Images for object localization
⟨
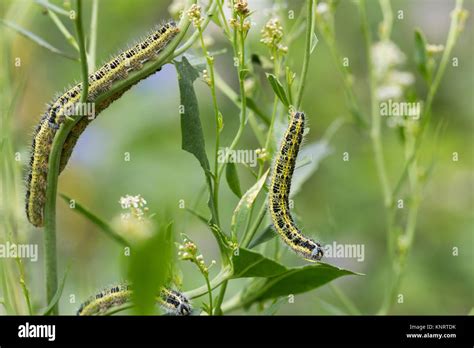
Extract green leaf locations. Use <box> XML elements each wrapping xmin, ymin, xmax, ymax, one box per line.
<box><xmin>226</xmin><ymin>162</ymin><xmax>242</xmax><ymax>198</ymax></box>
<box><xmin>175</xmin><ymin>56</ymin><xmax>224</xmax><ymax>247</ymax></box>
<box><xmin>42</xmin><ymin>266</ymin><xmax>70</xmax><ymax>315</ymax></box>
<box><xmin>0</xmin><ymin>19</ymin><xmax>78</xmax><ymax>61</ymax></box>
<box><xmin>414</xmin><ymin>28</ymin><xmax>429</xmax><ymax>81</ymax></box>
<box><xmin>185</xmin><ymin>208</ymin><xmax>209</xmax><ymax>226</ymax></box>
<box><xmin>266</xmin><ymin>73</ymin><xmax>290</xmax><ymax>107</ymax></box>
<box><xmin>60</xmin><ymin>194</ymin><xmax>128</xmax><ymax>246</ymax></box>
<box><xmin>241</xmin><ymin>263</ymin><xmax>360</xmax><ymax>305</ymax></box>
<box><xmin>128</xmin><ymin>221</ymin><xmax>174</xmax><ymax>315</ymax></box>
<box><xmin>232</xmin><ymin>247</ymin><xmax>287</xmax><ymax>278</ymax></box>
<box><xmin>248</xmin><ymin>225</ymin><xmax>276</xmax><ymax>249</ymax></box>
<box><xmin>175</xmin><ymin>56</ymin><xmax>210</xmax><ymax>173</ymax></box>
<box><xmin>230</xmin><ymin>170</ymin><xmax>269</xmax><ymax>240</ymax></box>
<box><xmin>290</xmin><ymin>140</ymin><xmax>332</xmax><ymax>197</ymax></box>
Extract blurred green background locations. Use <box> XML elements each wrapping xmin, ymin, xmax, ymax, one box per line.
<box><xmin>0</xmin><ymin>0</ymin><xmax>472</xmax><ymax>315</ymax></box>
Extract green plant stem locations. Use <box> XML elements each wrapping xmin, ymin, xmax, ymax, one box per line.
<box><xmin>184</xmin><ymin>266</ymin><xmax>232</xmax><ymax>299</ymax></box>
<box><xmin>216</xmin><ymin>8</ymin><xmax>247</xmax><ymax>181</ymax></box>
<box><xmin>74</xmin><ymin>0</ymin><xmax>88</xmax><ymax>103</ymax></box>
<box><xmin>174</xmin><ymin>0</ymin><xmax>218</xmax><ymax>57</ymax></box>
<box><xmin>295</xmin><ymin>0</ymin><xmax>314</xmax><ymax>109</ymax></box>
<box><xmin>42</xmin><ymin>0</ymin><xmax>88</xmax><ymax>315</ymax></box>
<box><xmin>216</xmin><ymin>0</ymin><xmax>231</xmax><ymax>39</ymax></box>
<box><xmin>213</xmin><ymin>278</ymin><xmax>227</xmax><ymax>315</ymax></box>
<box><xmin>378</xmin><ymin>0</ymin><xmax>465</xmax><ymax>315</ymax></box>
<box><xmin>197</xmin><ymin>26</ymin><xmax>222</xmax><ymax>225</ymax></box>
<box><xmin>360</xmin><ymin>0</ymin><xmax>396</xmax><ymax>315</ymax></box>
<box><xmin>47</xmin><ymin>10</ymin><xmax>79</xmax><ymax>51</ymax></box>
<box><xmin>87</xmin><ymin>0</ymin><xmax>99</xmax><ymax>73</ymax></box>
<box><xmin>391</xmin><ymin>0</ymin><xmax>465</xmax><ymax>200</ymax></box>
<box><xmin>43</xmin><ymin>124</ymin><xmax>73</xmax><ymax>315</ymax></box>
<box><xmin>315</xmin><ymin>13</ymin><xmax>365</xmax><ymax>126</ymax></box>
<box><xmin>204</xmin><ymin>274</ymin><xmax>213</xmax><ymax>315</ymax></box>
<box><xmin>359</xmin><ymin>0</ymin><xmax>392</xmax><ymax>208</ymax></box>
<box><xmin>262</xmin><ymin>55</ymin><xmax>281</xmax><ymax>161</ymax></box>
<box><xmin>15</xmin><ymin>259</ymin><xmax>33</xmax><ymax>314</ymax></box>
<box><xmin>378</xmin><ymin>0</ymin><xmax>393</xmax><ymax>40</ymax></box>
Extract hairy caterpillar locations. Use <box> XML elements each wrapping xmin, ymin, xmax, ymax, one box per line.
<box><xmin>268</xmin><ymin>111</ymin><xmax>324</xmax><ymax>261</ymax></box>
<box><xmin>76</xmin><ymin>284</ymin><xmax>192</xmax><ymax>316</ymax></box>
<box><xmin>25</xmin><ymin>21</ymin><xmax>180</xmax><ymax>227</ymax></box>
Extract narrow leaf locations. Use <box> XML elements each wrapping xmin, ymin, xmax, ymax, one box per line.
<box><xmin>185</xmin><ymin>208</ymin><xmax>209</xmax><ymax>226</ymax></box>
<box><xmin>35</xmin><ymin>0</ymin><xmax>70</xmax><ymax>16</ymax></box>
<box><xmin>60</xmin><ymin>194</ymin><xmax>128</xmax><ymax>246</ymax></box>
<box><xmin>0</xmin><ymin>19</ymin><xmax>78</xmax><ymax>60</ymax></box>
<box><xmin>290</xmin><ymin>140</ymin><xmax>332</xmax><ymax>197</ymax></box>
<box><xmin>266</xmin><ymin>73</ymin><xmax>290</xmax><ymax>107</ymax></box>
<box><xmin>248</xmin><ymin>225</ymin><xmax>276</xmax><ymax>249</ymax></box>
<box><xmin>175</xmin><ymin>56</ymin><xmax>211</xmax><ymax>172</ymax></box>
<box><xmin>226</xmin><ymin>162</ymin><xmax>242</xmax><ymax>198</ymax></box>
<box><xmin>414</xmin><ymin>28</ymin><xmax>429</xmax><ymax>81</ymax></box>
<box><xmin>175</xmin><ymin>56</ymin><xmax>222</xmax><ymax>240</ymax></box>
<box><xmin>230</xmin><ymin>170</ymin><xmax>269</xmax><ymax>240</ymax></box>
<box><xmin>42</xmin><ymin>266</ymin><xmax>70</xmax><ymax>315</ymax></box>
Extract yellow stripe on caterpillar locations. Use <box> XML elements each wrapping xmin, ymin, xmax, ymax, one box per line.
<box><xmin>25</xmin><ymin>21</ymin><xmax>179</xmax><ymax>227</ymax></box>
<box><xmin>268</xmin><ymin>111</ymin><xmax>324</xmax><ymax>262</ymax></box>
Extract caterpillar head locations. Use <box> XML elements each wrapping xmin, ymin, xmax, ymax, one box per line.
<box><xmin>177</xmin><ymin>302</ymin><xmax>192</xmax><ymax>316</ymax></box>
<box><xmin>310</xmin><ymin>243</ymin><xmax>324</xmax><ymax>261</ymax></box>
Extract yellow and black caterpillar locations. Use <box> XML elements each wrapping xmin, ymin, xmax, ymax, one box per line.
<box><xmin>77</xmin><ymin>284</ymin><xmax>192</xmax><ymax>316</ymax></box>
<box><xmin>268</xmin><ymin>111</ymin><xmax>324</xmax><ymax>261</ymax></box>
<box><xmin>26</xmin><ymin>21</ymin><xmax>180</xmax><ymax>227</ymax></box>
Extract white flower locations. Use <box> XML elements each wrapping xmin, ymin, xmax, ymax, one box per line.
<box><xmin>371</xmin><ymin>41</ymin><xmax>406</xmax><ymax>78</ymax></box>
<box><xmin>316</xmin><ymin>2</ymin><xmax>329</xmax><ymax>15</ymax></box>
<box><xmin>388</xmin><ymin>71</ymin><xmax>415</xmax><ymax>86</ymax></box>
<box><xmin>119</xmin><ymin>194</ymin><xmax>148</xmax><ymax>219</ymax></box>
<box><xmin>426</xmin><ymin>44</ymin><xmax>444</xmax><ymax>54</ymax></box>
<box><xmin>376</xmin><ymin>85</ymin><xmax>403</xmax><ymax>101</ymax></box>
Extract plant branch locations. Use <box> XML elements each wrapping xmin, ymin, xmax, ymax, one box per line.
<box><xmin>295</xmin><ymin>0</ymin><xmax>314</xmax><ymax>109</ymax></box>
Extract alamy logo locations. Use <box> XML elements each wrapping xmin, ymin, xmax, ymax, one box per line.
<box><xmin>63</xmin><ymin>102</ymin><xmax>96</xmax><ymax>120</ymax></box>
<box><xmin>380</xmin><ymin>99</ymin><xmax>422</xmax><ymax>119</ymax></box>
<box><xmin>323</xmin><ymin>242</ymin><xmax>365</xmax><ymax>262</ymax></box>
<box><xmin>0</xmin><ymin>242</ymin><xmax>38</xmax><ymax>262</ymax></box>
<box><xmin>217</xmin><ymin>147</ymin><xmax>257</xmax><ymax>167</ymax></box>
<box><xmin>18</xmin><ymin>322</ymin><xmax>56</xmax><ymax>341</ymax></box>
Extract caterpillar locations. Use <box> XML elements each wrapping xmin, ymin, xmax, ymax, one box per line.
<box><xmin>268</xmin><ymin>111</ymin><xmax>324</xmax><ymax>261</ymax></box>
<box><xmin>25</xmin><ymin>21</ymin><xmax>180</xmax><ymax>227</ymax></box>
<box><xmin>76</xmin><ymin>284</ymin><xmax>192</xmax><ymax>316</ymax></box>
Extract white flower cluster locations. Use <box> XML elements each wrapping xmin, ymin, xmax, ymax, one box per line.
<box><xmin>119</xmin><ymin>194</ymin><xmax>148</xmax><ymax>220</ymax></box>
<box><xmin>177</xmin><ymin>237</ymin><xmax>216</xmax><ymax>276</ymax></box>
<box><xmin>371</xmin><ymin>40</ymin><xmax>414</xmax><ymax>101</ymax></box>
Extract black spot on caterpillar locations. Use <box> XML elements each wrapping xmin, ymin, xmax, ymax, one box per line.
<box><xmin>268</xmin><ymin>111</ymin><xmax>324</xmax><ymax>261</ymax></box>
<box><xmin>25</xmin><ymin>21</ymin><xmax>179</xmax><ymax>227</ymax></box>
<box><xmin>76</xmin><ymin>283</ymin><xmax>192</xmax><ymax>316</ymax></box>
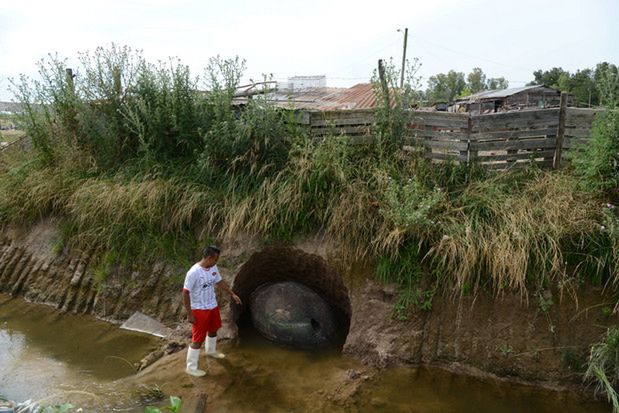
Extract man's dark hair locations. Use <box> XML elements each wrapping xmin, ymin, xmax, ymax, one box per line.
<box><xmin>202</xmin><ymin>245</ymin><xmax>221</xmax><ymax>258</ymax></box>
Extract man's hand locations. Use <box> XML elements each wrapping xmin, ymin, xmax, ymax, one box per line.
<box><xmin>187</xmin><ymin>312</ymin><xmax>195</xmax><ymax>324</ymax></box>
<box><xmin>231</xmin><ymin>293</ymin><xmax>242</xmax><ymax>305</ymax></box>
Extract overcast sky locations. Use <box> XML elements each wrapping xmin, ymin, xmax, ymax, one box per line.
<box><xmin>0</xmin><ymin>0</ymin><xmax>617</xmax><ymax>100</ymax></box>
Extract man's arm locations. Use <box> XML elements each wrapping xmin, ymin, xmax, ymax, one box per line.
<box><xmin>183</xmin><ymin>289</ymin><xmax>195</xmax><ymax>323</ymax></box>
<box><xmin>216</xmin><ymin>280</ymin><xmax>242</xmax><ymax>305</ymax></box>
⟩
## [What needs to be done]
Return only what runs from the line containing "Extract overcast sky" to the last line of the records above, both ends included, exactly as written.

## [Exercise result]
Extract overcast sky locations. Use <box> XML elements each wrapping xmin, ymin, xmax, ymax, one box per line.
<box><xmin>0</xmin><ymin>0</ymin><xmax>617</xmax><ymax>100</ymax></box>
Extract man's arm locations. Use <box> XML elements each wrapping xmin, ymin, xmax, ymax, one box per line.
<box><xmin>183</xmin><ymin>289</ymin><xmax>195</xmax><ymax>323</ymax></box>
<box><xmin>216</xmin><ymin>280</ymin><xmax>242</xmax><ymax>305</ymax></box>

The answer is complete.